Exercise directions: Copy each of the records below line by line, with every character unchanged.

----------

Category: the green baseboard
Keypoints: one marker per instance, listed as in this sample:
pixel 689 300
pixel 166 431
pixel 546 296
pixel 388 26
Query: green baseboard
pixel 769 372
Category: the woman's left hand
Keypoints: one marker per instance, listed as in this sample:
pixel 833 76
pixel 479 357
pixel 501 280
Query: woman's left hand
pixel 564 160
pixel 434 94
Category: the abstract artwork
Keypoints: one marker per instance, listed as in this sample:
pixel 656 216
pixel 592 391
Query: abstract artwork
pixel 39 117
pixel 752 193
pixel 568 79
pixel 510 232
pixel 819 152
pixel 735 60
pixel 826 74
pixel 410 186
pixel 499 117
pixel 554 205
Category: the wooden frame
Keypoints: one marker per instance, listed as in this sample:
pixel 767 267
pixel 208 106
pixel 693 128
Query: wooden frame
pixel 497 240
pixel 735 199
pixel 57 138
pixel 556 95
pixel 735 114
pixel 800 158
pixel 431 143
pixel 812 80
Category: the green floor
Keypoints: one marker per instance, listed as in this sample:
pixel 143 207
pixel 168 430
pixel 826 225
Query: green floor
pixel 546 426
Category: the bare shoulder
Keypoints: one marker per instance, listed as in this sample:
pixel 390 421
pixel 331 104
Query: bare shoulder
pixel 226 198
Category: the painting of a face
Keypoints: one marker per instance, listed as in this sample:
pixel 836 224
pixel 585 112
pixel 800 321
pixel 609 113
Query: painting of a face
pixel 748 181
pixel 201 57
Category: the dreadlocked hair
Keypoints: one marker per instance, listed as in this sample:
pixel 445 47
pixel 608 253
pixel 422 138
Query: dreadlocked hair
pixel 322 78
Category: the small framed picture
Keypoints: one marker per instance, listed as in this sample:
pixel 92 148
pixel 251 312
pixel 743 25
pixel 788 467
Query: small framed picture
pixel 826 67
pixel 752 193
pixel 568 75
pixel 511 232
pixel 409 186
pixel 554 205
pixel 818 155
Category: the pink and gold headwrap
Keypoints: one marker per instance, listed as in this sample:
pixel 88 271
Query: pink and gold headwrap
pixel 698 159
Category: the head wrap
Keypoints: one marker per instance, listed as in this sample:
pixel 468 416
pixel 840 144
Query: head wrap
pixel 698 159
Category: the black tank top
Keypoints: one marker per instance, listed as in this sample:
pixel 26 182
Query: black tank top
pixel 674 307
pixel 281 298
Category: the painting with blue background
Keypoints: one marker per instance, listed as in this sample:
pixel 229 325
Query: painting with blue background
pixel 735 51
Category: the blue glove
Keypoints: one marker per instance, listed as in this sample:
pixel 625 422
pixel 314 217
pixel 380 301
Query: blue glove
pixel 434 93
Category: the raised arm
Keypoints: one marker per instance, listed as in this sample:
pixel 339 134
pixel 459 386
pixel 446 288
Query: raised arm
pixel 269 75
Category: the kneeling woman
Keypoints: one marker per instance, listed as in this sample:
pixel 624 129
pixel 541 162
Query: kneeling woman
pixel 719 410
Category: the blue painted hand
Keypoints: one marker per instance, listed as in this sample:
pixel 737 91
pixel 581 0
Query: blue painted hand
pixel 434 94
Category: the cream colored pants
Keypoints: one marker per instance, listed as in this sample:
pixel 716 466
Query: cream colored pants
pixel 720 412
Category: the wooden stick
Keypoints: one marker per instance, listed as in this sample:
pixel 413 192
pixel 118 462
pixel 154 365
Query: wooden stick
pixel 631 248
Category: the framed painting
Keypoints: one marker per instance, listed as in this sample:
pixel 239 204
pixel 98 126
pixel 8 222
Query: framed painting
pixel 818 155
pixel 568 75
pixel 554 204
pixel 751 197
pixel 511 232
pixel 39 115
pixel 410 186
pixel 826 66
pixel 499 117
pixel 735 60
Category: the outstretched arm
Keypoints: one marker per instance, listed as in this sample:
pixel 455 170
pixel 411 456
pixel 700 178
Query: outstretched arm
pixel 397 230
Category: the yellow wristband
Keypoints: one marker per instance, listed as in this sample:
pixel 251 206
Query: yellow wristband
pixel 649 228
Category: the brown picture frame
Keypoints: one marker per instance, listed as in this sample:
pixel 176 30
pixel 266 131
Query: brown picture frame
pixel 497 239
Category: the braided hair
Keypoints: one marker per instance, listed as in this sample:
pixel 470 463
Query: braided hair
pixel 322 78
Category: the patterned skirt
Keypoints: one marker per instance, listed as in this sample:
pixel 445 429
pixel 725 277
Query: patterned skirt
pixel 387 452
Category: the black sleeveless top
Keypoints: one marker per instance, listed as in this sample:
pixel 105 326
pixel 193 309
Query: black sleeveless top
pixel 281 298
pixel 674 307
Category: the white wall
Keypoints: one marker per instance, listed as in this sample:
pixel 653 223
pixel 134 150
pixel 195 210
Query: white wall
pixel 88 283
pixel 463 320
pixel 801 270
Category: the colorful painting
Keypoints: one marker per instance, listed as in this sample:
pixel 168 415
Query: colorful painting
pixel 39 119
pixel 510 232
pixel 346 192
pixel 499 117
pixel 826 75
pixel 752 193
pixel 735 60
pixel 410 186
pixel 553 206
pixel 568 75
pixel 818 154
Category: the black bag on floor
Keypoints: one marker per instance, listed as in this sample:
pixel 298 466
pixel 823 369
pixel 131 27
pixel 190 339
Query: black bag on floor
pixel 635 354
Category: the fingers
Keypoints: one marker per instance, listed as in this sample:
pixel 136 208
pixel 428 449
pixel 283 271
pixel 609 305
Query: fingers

----------

Response for this exercise:
Category: the green baseboard
Keypoints: one marker per instance, listed as in this sample:
pixel 689 300
pixel 166 431
pixel 546 296
pixel 388 26
Query: green baseboard
pixel 769 372
Category: the woman's left hand
Keypoints: one marker per instance, listed as in this sample:
pixel 833 76
pixel 479 357
pixel 501 280
Query: woman's left hand
pixel 564 160
pixel 434 94
Category: the abstract artwork
Keypoints: one marker per instance, listed as in this sample:
pixel 656 216
pixel 592 391
Query: abstract artwork
pixel 39 117
pixel 752 193
pixel 568 79
pixel 510 232
pixel 819 152
pixel 735 60
pixel 826 74
pixel 410 186
pixel 499 117
pixel 554 205
Category: the wooden frame
Keypoints: one marker per instance, listed as in this sample:
pixel 767 267
pixel 208 106
pixel 693 128
Query: wooden frame
pixel 497 240
pixel 735 199
pixel 57 138
pixel 556 95
pixel 735 114
pixel 800 158
pixel 431 143
pixel 812 80
Category: the green floor
Keypoints: one marker per instance, listed as in this sample:
pixel 143 207
pixel 168 430
pixel 826 225
Query: green floor
pixel 546 426
Category: the bare shoulder
Keypoints: one marker per instance, listed as in this sample:
pixel 390 421
pixel 331 104
Query: bare shoulder
pixel 226 198
Category: the painting of a face
Keypoints: one marker per instance, listed as in this sample:
pixel 836 224
pixel 585 112
pixel 800 321
pixel 609 113
Query: painting of a face
pixel 748 181
pixel 201 57
Category: the dreadlocked hair
Keypoints: one marker per instance, listed as in this sample:
pixel 445 47
pixel 608 253
pixel 422 138
Query: dreadlocked hair
pixel 322 78
Category: the small framed picture
Keypoints: one marker per instance, listed as in this sample:
pixel 92 148
pixel 251 312
pixel 743 25
pixel 788 467
Query: small framed picture
pixel 826 67
pixel 752 193
pixel 568 75
pixel 511 232
pixel 409 186
pixel 554 205
pixel 818 155
Category: the pink and gold headwrap
Keypoints: one marker per instance, listed as in this sample:
pixel 88 271
Query: pink and gold headwrap
pixel 698 159
Category: the head wrap
Keypoints: one marker per instance, listed as in this sample:
pixel 468 416
pixel 840 144
Query: head wrap
pixel 698 159
Category: the black tank top
Keypoints: one marker per instance, listed as in this sample:
pixel 26 182
Query: black tank top
pixel 674 307
pixel 281 298
Category: the painting with blue background
Keypoints: one marker per instance, listed as in this sample:
pixel 229 325
Query: painting with blue background
pixel 735 51
Category: the blue glove
Keypoints: one marker per instance, listed as in this sample:
pixel 625 422
pixel 314 217
pixel 380 301
Query: blue glove
pixel 434 93
Category: the raised arm
Keypoints: one marker per instance, listed as in this sample:
pixel 339 134
pixel 459 386
pixel 446 288
Query: raised arm
pixel 269 75
Category: the kneeling woman
Keypoints: one marker per instance, listed as in this sample:
pixel 624 129
pixel 541 162
Query: kneeling woman
pixel 719 410
Category: the blue painted hand
Keypoints: one marker per instance, listed as in this sample:
pixel 737 91
pixel 581 0
Query: blue painted hand
pixel 434 94
Category: the cream colored pants
Keypoints: one marker per instance, listed as in this sample:
pixel 716 466
Query: cream colored pants
pixel 720 412
Category: the wooden stick
Keypoints: one marker per instance, listed as in this sample:
pixel 413 192
pixel 118 462
pixel 154 365
Query: wooden stick
pixel 631 248
Category: the framed painting
Keypoints: one marker per instance, listed as in this sample:
pixel 239 204
pixel 98 126
pixel 8 222
Query: framed painting
pixel 818 155
pixel 568 75
pixel 554 204
pixel 751 197
pixel 511 232
pixel 39 115
pixel 410 186
pixel 826 66
pixel 499 117
pixel 735 60
Category: the outstretched arm
Keypoints: one marker per instance, listed as in this sample:
pixel 455 170
pixel 411 456
pixel 700 178
Query: outstretched arm
pixel 397 230
Category: the yellow wristband
Keypoints: one marker per instance, listed as in this sample:
pixel 251 206
Query: yellow wristband
pixel 649 228
Category: the brown picture frame
Keypoints: one marker per instance, listed as in this sample:
pixel 176 30
pixel 266 131
Query: brown picture frame
pixel 497 239
Category: the braided hair
Keypoints: one marker per instance, listed as in this sample:
pixel 470 463
Query: braided hair
pixel 322 78
Category: the patterned skirt
Keypoints: one marker per instance, listed as in this sample:
pixel 445 429
pixel 725 277
Query: patterned skirt
pixel 387 452
Category: the black sleeveless top
Keypoints: one marker per instance, listed as in this sample:
pixel 105 326
pixel 193 309
Query: black sleeveless top
pixel 281 298
pixel 674 307
Category: the white wall
Keypoints: one marker per instance, listed as in this sample:
pixel 653 223
pixel 134 150
pixel 195 210
Query: white wall
pixel 88 283
pixel 463 320
pixel 801 270
Category: the colorful painting
Keypoints: one marker per instance, listed as in this sample:
pixel 168 415
Query: colorful painting
pixel 39 119
pixel 510 232
pixel 346 192
pixel 499 117
pixel 826 75
pixel 752 193
pixel 735 60
pixel 410 186
pixel 553 206
pixel 568 75
pixel 818 154
Category: the black bag on floor
Keypoints: one marker per instance, listed as in this sample:
pixel 298 466
pixel 823 369
pixel 131 27
pixel 190 339
Query: black bag on floor
pixel 635 354
Category: the fingers
Keypoints: one marker per instance, listed as in this sample:
pixel 136 208
pixel 428 449
pixel 283 271
pixel 609 305
Query: fingers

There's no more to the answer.